- _What you should do_
Render this sentence from the article on access to experimental drugs below into Spanish: "Patients like Stockman-Mauriello understand that an unproven drug may not work for them — and could even hasten their deaths."

- _Extract to read_
Lisa Stockman-Mauriello is dying. She has one last ambition: to live long enough to see her three sons graduate this year — from middle school, high school and college. She and her doctor believe she needs a new experimental drug to hold on. She’s unlikely to get it.
At a time when the global population is racing to take experimental Covid-19 vaccines, it’s business as usual for drug development unrelated to the pandemic. For those whose lives are on the line while they wait for drugs in trials, the incongruity is crushing.
“I just want a fighting chance,” said Stockman-Mauriello, a 51-year-old from Summit, New Jersey. She spoke softly, her voice weakened by amyotrophic lateral sclerosis, the incurable illness also known as Lou Gehrig’s disease. It first attacked the nerves in her face and neck, affecting her ability to speak. From there, it’s been spreading throughout her nervous system.
Stockman-Mauriello’s hope is to somehow get Biogen Inc.’s tofersen, which she believes is the best treatment — or possible treatment — for her condition. But because the drug is still in trials, the Cambridge, Massachusetts, company, one of the biggest in biotechnology, says its hands are tied. Her struggle to get tofersen, which showed promise in an earlier trial, lies at the heart of a moral and ethical debate that for years has entangled private industry, patients and the federal government.
Patients like Stockman-Mauriello understand that an unproven drug may not work for them — and could even hasten their deaths. They’re willing to take that chance. But companies say making exceptions for some could hurt all patients by compromising clinical trials. These battles are likely to intensify as biotech and pharmaceutical companies push deeper into life-saving drugs. More than a dozen drugs for ALS alone are in various stages of development.
In Stockman-Mauriello’s case, her diagnosis came just after the company stopped accepting applicants to its double-blind trial. Even if she had gotten in, Stockman-Mauriello, who has had a 30-year career as a health-care communications executive, would have had only a 50% chance of receiving the treatment, because half the group received a placebo. That’s been standard practice for decades.
It was for such patients, those who have exhausted all other treatment options, that then-President Donald Trump three years ago signed a law designed to open clinic doors. The law, known as Right to Try, was intended to make it easier for companies to provide experimental drugs by sidestepping regulators.
But Right to Try doesn’t require them to provide experimental drugs to patients who want them. And Biogen, along with other drug companies, have resisted, reasoning that it is both unfair to those in the studies and that it could compromise the trials, which are essential for Food and Drug Administration approval.
PhRMA, the biopharma industry's lobbying group, has said its members take access to experimental medicines seriously and have asked for FDA guidance on giving treatments outside a clinical trial. PhRMA declined to comment specifically on Stockman-Mauriello's case and said individuals should consult their doctors to determine the best course of action.
Patient advocate groups, meanwhile, are urging companies to devise their own solutions. “Every company needs to have an expanded access plan, and should be clear about what that plan is,” said Neil Thakur, chief mission officer at the ALS Association.

- _Referring expression pointing data_
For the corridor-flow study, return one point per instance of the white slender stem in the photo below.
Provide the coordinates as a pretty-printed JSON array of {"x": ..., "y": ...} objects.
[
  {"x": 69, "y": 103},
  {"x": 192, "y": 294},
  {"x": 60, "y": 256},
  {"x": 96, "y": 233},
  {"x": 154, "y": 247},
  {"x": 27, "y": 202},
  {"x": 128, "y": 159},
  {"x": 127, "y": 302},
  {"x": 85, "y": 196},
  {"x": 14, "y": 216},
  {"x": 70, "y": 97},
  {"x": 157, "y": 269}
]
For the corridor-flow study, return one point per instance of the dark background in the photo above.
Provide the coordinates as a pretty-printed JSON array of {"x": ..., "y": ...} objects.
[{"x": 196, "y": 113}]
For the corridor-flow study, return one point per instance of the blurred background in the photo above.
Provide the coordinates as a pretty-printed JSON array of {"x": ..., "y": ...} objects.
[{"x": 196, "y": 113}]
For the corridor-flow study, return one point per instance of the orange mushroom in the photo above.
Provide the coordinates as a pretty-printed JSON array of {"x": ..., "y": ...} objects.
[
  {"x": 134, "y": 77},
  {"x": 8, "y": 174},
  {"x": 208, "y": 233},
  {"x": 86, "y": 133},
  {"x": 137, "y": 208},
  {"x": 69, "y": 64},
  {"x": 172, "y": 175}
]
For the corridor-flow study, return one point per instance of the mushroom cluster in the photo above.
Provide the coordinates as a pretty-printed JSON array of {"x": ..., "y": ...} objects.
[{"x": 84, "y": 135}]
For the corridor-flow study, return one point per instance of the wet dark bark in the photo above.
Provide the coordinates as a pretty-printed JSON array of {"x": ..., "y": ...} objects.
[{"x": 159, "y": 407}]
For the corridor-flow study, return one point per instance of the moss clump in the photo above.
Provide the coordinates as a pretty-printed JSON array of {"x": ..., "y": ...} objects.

- _Response_
Los pacientes como Stockman-Mauriello entienden que un fármaco no probado podría no funcionarles, e incluso podría acelerar su muerte.